◆ Records provided:

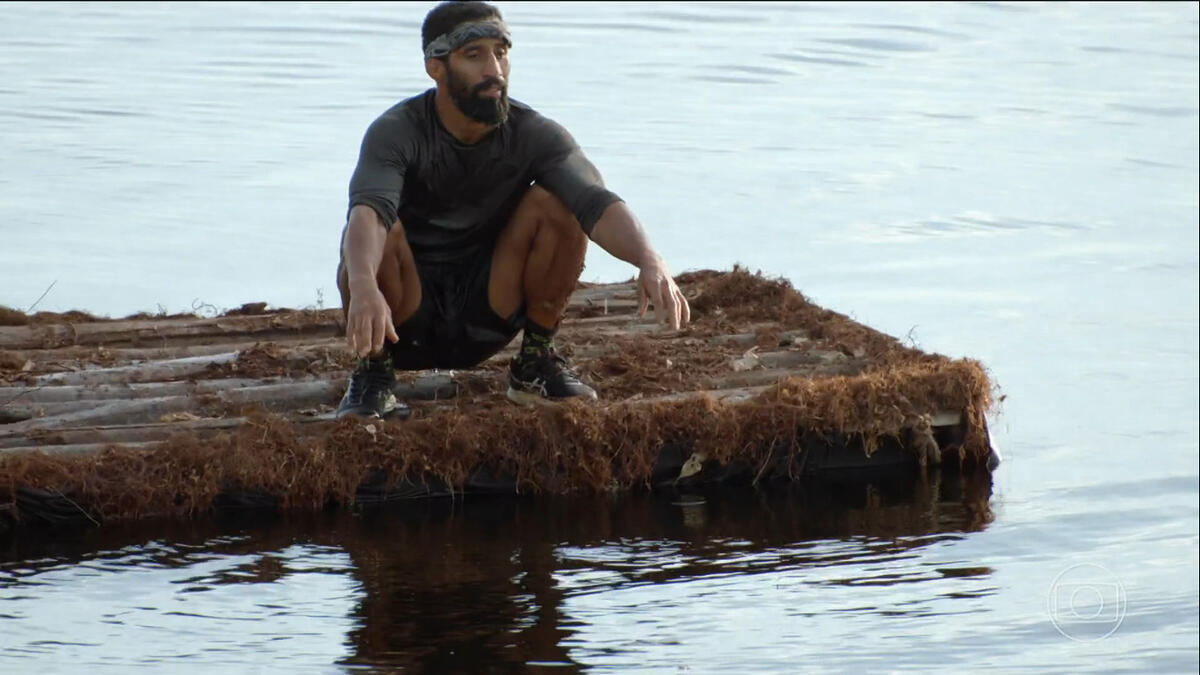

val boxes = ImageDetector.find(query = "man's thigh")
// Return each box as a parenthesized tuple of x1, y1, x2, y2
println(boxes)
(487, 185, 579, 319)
---
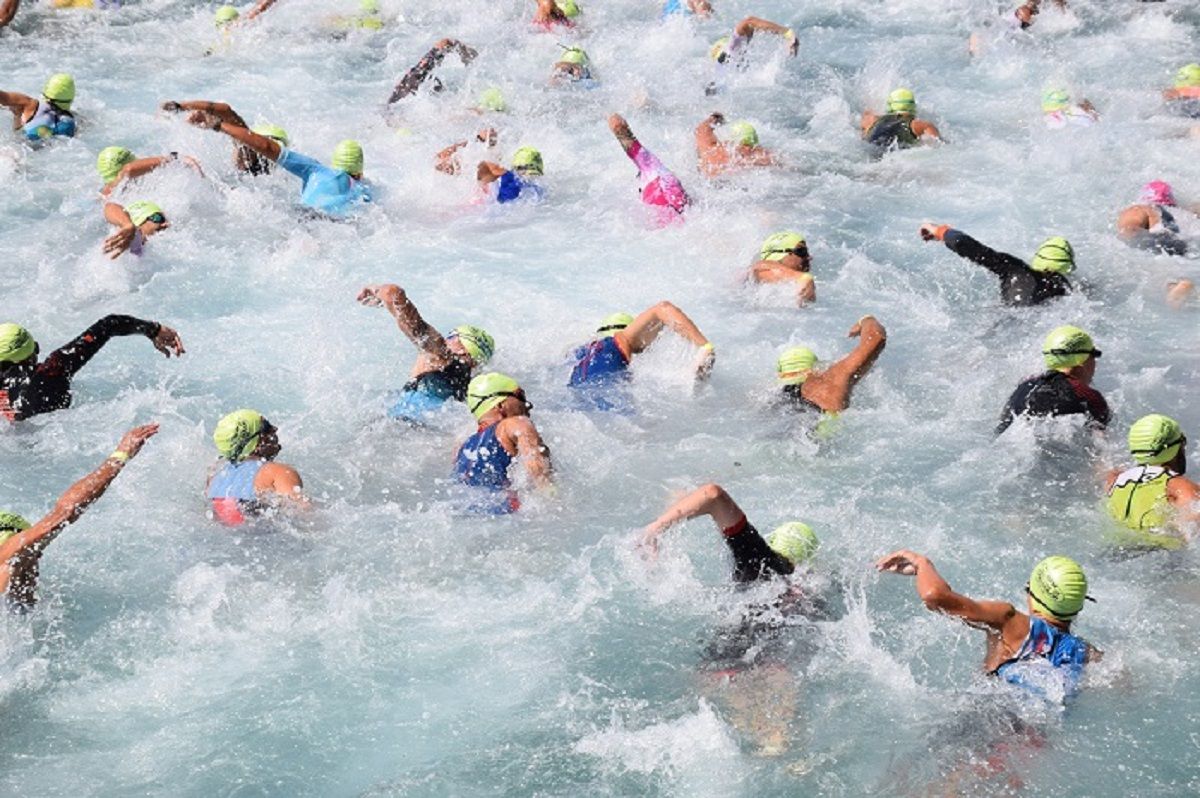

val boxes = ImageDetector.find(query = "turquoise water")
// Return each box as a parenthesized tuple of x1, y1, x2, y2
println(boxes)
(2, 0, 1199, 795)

◆ Task: Give back every line of the listing where the word "ImageDetector" shows up.

◆ Finished exercise:
val boxes = ImageDetector.find(query = "man's thigh")
val boxes = ImageDetector.find(query = "turquoise water")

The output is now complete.